[WRITTEN EXERCISE] Print the items below word for word, from their first line through the line containing "column 128, row 50", with that line included.

=== MATERIAL ===

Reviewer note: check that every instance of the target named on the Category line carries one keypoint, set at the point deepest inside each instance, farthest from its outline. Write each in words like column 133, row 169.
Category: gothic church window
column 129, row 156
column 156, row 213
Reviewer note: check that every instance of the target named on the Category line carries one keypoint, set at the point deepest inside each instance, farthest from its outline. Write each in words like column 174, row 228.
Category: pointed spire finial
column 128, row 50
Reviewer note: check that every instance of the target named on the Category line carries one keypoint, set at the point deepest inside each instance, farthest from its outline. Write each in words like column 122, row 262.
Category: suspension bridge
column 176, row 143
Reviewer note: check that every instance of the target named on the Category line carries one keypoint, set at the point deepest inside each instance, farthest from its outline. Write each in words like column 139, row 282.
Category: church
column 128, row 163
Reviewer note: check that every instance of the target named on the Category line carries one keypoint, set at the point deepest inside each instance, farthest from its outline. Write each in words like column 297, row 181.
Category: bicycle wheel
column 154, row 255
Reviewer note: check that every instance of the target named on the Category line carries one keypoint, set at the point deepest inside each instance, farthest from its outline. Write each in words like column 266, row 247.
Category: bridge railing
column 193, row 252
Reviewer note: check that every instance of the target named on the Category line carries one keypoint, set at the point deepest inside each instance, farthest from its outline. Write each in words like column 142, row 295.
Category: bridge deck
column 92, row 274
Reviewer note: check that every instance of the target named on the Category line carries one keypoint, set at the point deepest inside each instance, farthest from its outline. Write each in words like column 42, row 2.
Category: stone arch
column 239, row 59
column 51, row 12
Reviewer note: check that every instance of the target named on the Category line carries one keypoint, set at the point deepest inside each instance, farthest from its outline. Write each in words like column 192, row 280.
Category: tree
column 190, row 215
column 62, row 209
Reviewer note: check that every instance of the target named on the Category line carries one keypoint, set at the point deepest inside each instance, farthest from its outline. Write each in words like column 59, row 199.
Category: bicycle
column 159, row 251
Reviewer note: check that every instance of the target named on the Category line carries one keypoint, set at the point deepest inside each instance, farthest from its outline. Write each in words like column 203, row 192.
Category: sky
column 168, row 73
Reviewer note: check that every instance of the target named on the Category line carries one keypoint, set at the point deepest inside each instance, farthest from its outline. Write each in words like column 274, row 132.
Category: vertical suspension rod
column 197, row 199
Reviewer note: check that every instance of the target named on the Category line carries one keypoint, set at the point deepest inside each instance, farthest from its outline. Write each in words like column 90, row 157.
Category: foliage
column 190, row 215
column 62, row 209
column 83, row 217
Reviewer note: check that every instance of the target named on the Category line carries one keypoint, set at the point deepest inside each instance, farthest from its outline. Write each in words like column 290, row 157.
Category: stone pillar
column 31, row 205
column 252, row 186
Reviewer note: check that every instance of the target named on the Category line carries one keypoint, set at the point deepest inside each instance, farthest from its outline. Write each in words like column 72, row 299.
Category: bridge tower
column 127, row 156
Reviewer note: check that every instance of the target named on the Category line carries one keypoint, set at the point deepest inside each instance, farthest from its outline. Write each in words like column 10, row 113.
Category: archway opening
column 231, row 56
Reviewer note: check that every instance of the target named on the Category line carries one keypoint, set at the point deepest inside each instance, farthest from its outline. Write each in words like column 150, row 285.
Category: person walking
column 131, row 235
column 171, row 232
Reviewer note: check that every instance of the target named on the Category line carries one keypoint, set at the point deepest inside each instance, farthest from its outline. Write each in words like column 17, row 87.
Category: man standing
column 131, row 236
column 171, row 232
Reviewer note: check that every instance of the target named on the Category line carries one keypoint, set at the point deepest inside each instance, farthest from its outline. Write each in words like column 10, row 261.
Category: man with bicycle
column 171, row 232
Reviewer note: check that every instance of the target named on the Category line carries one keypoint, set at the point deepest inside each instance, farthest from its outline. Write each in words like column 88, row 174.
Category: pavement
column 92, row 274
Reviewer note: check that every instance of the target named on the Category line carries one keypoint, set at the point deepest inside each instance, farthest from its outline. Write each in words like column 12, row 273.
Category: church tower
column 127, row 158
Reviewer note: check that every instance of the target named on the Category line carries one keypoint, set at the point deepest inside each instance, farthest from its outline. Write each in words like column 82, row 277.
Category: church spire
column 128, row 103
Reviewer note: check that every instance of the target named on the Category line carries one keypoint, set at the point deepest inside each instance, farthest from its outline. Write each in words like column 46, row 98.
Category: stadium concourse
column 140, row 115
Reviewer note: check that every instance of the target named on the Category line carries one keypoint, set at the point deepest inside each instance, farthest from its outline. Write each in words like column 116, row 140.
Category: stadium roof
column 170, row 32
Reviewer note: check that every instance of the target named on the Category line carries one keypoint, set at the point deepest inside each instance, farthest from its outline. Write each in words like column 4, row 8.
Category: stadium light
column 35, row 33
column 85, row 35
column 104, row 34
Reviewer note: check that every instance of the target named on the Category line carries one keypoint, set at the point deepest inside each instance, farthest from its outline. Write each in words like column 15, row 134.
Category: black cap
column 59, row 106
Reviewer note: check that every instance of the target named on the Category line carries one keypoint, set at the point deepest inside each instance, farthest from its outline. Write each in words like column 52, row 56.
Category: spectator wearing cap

===

[RESPONSE FOR THIS EXERCISE]
Reviewer note: check that every instance of the target named on the Category line carries one keypoint, set at the point deepest inside each instance, farthest from its outline. Write each in words like column 133, row 169.
Category: gothic church window
column 129, row 156
column 156, row 213
Reviewer note: check that every instance of the target named on the Category line carries one keypoint, set at the point deepest inside each instance, farthest from its outline. Write each in words like column 174, row 228.
Category: pointed spire finial
column 128, row 50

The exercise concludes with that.